Dataset rows
:::::

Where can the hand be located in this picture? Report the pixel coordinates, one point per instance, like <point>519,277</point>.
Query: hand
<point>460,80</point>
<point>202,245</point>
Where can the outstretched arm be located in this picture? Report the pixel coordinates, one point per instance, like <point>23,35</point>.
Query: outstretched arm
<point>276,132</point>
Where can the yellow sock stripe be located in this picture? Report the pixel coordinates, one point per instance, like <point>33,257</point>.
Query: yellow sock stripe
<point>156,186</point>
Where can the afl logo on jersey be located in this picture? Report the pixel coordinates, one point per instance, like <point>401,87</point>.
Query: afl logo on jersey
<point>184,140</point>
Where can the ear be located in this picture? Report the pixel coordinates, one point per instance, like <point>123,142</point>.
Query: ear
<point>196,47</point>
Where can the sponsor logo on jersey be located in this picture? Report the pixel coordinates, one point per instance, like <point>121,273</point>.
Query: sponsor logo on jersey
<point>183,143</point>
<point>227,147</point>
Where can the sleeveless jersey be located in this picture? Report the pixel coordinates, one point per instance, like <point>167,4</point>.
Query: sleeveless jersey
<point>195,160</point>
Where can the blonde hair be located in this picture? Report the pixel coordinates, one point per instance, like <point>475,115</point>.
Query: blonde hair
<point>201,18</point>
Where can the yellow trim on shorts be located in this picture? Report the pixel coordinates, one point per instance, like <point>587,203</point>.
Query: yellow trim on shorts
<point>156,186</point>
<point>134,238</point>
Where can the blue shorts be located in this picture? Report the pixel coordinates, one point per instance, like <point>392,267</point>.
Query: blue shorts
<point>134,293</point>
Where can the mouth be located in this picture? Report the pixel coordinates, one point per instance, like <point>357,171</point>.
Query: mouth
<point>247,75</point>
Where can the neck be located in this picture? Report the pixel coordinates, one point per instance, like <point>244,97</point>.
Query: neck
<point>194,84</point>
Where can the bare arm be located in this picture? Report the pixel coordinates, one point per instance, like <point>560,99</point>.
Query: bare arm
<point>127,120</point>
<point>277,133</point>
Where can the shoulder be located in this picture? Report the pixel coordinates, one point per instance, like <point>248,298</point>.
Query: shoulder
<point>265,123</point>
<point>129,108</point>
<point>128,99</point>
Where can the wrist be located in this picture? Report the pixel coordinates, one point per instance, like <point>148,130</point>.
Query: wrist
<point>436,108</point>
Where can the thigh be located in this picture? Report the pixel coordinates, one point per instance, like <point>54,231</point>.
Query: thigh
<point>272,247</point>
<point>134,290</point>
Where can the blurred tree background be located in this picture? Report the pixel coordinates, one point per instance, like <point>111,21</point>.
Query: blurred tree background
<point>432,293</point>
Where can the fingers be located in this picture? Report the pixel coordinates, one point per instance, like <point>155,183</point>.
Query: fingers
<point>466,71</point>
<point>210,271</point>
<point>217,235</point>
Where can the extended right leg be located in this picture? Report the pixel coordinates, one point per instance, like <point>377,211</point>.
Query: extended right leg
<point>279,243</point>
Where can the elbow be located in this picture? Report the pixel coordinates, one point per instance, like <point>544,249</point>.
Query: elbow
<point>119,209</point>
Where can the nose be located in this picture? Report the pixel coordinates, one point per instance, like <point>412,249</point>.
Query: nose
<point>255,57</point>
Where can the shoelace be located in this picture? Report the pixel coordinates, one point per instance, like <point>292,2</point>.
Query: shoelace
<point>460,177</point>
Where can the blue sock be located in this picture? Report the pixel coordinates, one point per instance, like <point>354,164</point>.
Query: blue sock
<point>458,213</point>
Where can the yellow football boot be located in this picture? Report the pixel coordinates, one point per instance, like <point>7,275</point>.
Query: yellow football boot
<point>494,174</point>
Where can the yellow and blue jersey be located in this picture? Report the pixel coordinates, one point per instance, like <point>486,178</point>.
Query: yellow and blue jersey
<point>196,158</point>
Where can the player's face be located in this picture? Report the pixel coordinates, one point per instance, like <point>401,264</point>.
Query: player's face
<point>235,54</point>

:::::

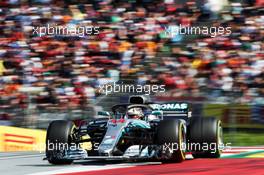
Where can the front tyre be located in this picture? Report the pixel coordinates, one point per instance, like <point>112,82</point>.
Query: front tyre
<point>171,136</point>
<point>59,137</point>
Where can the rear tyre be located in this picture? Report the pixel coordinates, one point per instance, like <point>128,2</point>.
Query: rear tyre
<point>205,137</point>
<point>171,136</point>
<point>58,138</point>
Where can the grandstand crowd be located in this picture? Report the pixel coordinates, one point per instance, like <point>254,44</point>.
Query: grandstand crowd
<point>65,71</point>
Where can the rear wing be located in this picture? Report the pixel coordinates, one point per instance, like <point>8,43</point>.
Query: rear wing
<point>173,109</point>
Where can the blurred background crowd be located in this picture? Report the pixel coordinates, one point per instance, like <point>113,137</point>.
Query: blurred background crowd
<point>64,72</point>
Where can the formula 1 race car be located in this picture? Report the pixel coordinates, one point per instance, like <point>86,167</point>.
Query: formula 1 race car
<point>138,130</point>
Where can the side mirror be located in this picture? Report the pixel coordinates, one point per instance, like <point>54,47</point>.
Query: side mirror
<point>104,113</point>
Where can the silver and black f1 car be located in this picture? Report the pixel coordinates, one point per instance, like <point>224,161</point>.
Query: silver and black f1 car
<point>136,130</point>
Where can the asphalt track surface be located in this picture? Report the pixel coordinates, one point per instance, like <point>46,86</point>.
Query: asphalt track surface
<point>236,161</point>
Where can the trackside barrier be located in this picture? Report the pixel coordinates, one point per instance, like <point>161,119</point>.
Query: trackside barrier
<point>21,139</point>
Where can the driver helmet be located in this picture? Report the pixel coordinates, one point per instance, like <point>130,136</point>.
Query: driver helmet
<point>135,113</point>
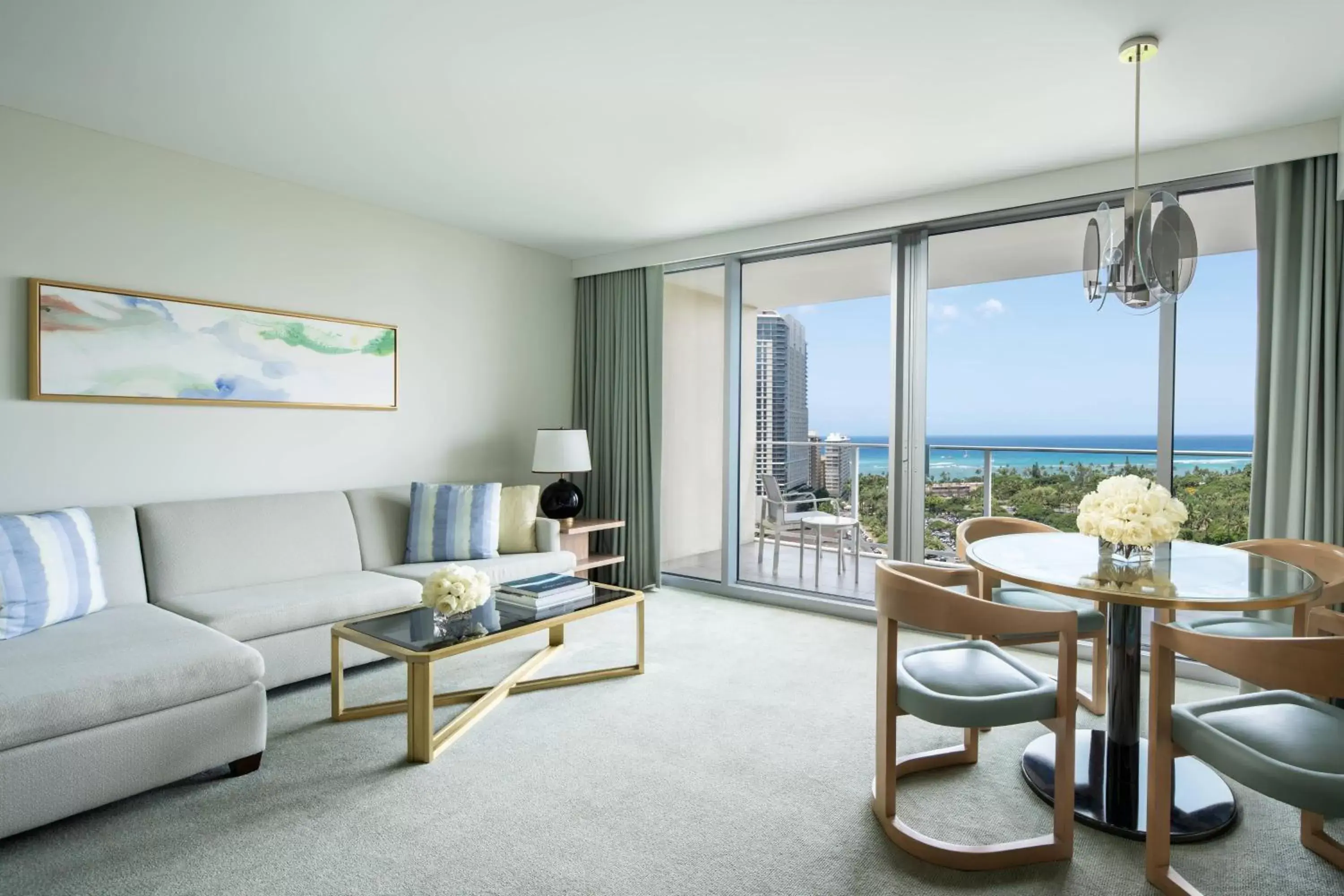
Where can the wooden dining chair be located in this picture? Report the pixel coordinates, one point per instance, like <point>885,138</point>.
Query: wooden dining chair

:::::

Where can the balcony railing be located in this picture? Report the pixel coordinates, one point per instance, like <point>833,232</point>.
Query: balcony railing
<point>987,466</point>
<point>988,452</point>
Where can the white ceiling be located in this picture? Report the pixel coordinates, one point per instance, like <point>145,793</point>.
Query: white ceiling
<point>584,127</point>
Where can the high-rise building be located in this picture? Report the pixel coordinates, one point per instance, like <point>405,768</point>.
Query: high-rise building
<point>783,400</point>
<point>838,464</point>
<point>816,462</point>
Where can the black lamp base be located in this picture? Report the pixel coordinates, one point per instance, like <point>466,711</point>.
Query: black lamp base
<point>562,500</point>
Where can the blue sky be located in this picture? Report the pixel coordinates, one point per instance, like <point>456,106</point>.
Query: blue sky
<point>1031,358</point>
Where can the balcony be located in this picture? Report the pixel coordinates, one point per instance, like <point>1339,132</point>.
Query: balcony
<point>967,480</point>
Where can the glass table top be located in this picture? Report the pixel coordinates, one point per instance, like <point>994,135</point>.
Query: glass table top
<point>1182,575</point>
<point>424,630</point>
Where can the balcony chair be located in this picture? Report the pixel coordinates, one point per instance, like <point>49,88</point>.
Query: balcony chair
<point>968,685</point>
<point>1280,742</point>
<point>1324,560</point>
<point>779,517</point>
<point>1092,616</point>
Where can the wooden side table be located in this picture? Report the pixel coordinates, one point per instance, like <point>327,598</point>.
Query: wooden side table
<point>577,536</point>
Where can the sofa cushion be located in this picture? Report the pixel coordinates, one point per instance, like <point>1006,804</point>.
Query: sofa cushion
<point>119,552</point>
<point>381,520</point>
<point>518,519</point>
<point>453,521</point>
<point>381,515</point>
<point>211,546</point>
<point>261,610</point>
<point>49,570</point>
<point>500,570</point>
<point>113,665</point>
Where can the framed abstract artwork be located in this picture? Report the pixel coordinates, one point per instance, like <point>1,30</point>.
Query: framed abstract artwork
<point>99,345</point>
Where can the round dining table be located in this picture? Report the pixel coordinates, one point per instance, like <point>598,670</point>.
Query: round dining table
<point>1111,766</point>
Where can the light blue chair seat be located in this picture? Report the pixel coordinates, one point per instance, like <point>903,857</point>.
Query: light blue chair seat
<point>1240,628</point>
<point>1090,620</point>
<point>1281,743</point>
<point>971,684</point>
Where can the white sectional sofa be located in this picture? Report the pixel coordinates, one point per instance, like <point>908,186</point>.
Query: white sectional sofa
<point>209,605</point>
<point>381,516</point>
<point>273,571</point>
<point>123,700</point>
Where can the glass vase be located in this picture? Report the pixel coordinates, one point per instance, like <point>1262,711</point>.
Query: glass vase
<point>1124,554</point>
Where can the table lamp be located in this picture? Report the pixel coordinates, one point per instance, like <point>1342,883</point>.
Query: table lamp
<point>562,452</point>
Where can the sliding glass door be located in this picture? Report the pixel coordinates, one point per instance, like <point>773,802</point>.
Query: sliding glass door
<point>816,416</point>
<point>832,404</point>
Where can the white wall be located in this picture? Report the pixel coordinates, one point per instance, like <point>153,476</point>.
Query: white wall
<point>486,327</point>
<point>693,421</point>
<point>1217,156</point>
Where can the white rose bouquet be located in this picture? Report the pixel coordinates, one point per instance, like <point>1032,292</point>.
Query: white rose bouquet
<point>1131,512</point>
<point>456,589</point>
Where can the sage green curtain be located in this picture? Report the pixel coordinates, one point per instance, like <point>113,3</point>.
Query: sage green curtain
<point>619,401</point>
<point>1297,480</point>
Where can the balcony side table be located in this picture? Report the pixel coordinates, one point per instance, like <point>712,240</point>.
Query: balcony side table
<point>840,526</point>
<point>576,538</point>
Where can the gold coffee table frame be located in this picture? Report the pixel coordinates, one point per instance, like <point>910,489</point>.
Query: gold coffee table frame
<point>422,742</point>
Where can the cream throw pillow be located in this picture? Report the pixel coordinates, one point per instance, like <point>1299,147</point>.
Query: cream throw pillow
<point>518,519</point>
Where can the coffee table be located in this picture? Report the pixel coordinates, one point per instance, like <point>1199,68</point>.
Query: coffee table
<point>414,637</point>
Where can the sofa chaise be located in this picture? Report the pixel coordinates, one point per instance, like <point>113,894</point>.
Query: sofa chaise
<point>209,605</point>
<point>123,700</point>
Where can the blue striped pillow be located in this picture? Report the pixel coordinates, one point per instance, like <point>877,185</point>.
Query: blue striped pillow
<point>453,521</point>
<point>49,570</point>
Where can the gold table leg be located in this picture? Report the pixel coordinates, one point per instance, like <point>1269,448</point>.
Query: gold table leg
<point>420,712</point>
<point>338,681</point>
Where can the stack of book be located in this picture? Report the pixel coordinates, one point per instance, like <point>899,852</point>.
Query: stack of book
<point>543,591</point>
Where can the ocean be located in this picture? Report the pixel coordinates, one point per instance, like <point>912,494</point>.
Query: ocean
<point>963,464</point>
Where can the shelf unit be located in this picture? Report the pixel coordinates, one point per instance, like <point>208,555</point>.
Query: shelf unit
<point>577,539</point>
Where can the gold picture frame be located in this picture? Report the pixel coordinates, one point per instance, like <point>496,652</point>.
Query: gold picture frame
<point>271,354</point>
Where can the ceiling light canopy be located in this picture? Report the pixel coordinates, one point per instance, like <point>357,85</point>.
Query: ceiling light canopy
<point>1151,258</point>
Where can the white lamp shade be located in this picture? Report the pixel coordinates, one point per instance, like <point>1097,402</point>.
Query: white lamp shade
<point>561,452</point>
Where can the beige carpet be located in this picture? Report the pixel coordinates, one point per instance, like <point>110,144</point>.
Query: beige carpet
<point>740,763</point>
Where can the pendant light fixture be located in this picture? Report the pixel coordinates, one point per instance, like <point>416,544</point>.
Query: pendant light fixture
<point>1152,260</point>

:::::

• [EXERCISE OBJECTIVE]: Copy out the lines word for word, beginning with the line that contains "Where can the nose" and ending with the line that contains "<point>494,174</point>", both included.

• [RESPONSE]:
Where can the nose be located in this picture? Report the pixel coordinates, one point per instance, like <point>412,249</point>.
Query: nose
<point>255,57</point>
Where can the shoelace be located in this picture? Report the pixel coordinates, one point per instance, like <point>292,2</point>.
Query: shoelace
<point>460,177</point>
Where can the blue sock be located in this picture? Report the pixel coordinates, one point per instance, like <point>354,164</point>.
Query: blue sock
<point>458,213</point>
Where can the yellow football boot be located in this picture? Report the pixel coordinates, one point per instance, like <point>7,275</point>.
Query: yellow football boot
<point>494,174</point>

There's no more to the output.